*** PASSAGE FOR REVIEW ***

Tuesday, March 11, 2025

AMYQ: Approaching the Solution to Test Data Challenges of Shrini Kulkarni

 

In this post, I'm trying to reason in brief for the questions shared by Shrini Kulkarni in this AMYQ.  Here are the challenges/questions shared by Srini,

  • #1 challenge - setting up data in upstream systems to suite test cases that need to be run. There is AUT and there are upstream systems. In a corp setup -- individual teams are setup for each application. Hence getting another team to set some data in other system often encounters lots of manual effort and red-tapism
  • #2 Reserving test data created in AUT or upstream systems for specific team's use so that other teams do not change it.


My Understanding of These Challenges

  1. AUT is in place and it has upstream systems.
  2. There are multiple teams for each AUT in an org.
    • Say teams A, B, and C for sake of learning here.
  3. Team A has difficulty when wanting to create the Test Data in the space of Team B, and vice versa.

*** End of PASSAGE FOR REVIEW ***

— PROBLEMS TO WORK ON —
1 > In the post on test data challenges, rewrite the text starting with "In this post, I'm" and going on through "not change it.", swapping "upstream systems" for "source systems".
2 > Decide whether each statement below agrees with the post on test data challenges. Answer yes or no, and quote the words from the post that settle it.
(a) The second challenge is about reserving test data so that other teams do not change it.
(b) In a corporate setup, a single team handles all applications.
(c) The post uses teams A, B, and C as an illustration.

*** EXTRACTED INFORMATION ***

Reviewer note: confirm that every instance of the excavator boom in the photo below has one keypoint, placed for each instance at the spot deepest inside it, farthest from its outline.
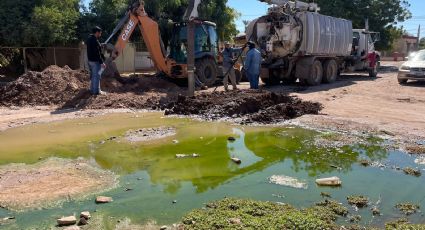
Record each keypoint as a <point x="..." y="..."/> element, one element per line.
<point x="135" y="16"/>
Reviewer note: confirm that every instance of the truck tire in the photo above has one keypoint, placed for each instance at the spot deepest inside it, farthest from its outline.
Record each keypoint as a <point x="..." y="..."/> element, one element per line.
<point x="206" y="69"/>
<point x="316" y="74"/>
<point x="330" y="71"/>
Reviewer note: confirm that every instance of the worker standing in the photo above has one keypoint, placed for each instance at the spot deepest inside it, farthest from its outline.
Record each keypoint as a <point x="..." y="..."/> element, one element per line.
<point x="253" y="65"/>
<point x="96" y="60"/>
<point x="228" y="63"/>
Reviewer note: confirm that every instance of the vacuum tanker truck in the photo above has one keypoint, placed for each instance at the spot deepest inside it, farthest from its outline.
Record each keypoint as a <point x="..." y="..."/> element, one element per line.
<point x="299" y="43"/>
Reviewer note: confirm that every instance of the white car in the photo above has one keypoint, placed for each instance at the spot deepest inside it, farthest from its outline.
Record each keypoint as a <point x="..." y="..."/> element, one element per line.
<point x="414" y="69"/>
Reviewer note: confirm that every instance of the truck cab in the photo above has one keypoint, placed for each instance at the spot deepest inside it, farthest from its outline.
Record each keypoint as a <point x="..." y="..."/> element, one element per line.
<point x="363" y="44"/>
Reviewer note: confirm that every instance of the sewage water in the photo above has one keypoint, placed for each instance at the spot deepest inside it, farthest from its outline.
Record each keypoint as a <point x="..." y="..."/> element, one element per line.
<point x="158" y="178"/>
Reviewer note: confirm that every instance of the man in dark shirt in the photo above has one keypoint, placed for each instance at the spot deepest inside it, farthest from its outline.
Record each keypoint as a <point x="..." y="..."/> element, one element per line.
<point x="96" y="60"/>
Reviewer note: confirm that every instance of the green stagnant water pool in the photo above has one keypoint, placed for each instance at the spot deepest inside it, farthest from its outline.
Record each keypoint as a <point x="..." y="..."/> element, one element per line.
<point x="158" y="178"/>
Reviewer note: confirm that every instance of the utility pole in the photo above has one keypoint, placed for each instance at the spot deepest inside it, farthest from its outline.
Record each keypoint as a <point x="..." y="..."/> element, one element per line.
<point x="191" y="58"/>
<point x="419" y="37"/>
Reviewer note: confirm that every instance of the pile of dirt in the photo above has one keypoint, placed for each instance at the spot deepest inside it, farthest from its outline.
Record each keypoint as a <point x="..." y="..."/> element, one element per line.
<point x="67" y="88"/>
<point x="249" y="106"/>
<point x="53" y="86"/>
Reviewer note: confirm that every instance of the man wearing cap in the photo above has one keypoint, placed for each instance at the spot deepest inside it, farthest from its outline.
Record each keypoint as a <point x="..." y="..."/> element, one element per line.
<point x="96" y="60"/>
<point x="228" y="62"/>
<point x="253" y="65"/>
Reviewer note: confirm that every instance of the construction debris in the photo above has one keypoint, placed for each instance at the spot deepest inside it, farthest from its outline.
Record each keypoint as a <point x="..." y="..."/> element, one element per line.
<point x="331" y="181"/>
<point x="103" y="199"/>
<point x="65" y="221"/>
<point x="412" y="171"/>
<point x="244" y="106"/>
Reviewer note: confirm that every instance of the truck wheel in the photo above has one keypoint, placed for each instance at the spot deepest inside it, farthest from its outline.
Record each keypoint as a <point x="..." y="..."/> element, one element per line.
<point x="316" y="74"/>
<point x="206" y="69"/>
<point x="373" y="72"/>
<point x="330" y="71"/>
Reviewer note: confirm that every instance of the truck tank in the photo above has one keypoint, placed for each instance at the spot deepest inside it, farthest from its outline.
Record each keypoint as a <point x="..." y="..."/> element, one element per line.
<point x="283" y="32"/>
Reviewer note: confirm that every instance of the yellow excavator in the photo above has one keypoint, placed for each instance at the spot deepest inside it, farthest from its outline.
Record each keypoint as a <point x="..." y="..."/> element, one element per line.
<point x="174" y="63"/>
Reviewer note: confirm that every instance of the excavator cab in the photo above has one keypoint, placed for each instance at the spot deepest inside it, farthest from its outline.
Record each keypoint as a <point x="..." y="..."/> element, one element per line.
<point x="206" y="50"/>
<point x="206" y="41"/>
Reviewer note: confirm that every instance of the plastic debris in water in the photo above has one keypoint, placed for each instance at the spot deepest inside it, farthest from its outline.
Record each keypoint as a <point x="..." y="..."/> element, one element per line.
<point x="420" y="161"/>
<point x="288" y="181"/>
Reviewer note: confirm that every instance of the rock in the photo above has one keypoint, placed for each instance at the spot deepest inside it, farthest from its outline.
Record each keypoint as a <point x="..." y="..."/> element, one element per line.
<point x="235" y="221"/>
<point x="9" y="218"/>
<point x="72" y="228"/>
<point x="103" y="199"/>
<point x="358" y="201"/>
<point x="69" y="220"/>
<point x="331" y="181"/>
<point x="83" y="221"/>
<point x="85" y="214"/>
<point x="376" y="211"/>
<point x="412" y="171"/>
<point x="236" y="160"/>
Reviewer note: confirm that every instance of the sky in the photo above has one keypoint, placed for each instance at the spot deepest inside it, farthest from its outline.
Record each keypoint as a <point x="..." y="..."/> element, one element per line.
<point x="251" y="9"/>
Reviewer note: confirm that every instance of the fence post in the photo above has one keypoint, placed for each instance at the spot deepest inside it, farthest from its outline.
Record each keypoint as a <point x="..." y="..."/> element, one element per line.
<point x="54" y="54"/>
<point x="25" y="60"/>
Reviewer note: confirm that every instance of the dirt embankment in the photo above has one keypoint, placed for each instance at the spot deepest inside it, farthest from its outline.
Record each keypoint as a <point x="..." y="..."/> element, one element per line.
<point x="66" y="88"/>
<point x="49" y="182"/>
<point x="249" y="106"/>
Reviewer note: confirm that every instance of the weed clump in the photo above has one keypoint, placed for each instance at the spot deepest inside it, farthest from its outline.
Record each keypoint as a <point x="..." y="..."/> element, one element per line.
<point x="334" y="206"/>
<point x="358" y="201"/>
<point x="416" y="149"/>
<point x="407" y="208"/>
<point x="365" y="162"/>
<point x="255" y="215"/>
<point x="412" y="171"/>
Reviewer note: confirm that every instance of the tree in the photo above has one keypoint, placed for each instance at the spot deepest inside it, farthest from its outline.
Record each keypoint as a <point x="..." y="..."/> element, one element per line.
<point x="53" y="23"/>
<point x="422" y="43"/>
<point x="383" y="15"/>
<point x="38" y="22"/>
<point x="14" y="17"/>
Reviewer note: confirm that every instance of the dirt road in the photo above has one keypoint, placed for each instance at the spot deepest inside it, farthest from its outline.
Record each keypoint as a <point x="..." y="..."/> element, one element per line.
<point x="354" y="103"/>
<point x="380" y="104"/>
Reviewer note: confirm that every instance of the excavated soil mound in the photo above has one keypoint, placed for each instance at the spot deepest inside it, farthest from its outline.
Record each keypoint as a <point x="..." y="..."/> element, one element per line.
<point x="67" y="88"/>
<point x="249" y="106"/>
<point x="53" y="86"/>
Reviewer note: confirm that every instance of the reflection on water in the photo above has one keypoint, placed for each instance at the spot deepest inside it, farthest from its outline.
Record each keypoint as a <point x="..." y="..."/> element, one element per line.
<point x="193" y="181"/>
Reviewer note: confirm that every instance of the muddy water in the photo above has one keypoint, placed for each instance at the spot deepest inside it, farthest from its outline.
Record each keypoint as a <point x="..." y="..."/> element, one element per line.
<point x="157" y="177"/>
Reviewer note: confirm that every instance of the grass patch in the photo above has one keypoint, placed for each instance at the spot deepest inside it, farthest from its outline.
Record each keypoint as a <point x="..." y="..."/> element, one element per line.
<point x="412" y="171"/>
<point x="358" y="201"/>
<point x="417" y="149"/>
<point x="258" y="215"/>
<point x="407" y="208"/>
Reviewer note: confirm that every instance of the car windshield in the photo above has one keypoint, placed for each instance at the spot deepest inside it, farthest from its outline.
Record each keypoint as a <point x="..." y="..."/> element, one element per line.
<point x="420" y="56"/>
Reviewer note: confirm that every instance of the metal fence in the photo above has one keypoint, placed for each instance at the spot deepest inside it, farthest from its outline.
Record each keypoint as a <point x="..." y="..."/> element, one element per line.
<point x="15" y="61"/>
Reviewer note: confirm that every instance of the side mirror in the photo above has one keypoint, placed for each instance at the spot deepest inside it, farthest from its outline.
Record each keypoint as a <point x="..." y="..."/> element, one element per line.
<point x="376" y="37"/>
<point x="355" y="42"/>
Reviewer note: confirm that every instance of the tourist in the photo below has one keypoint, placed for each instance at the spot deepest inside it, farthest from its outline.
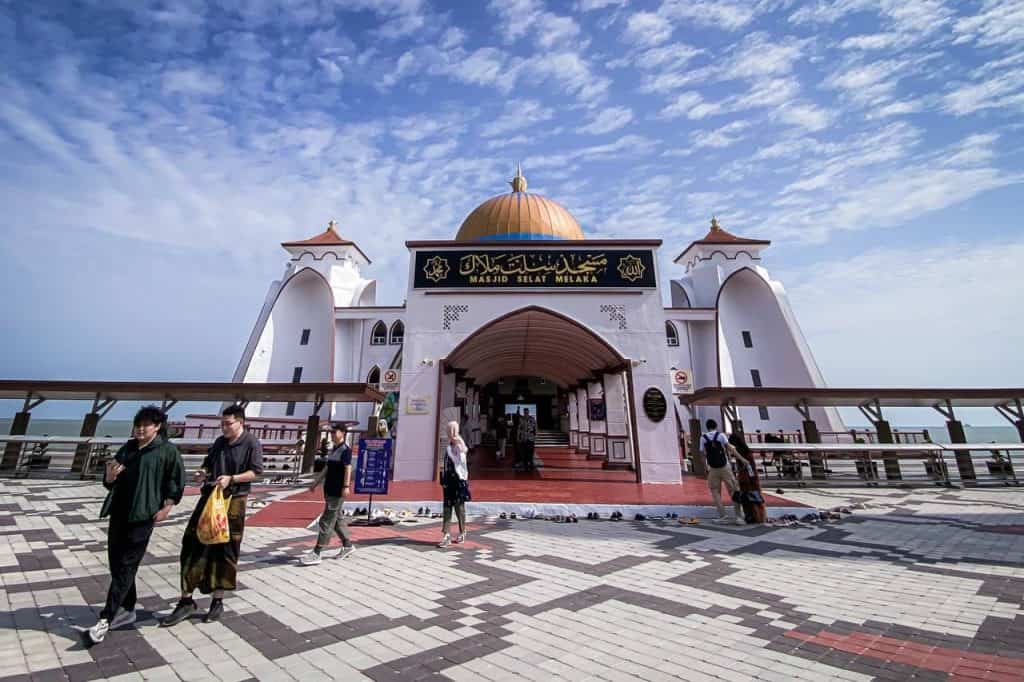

*** End of EXTRACTED INFORMATION ***

— SOLUTIONS IN ORDER —
1 >
In this post, I'm trying to reason in brief for the questions shared by Shrini Kulkarni in this AMYQ.  Here are the challenges/questions shared by Srini,

  • #1 challenge - setting up data in source systems to suite test cases that need to be run. There is AUT and there are source systems. In a corp setup -- individual teams are setup for each application. Hence getting another team to set some data in other system often encounters lots of manual effort and red-tapism
  • #2 Reserving test data created in AUT or source systems for specific team's use so that other teams do not change it.

2 >
(a) Yes: "Reserving test data created in AUT or upstream systems for specific team's use so that other teams do not change it."
(b) No: "individual teams are setup for each application."
(c) Yes: "Say teams A, B, and C for sake of learning here."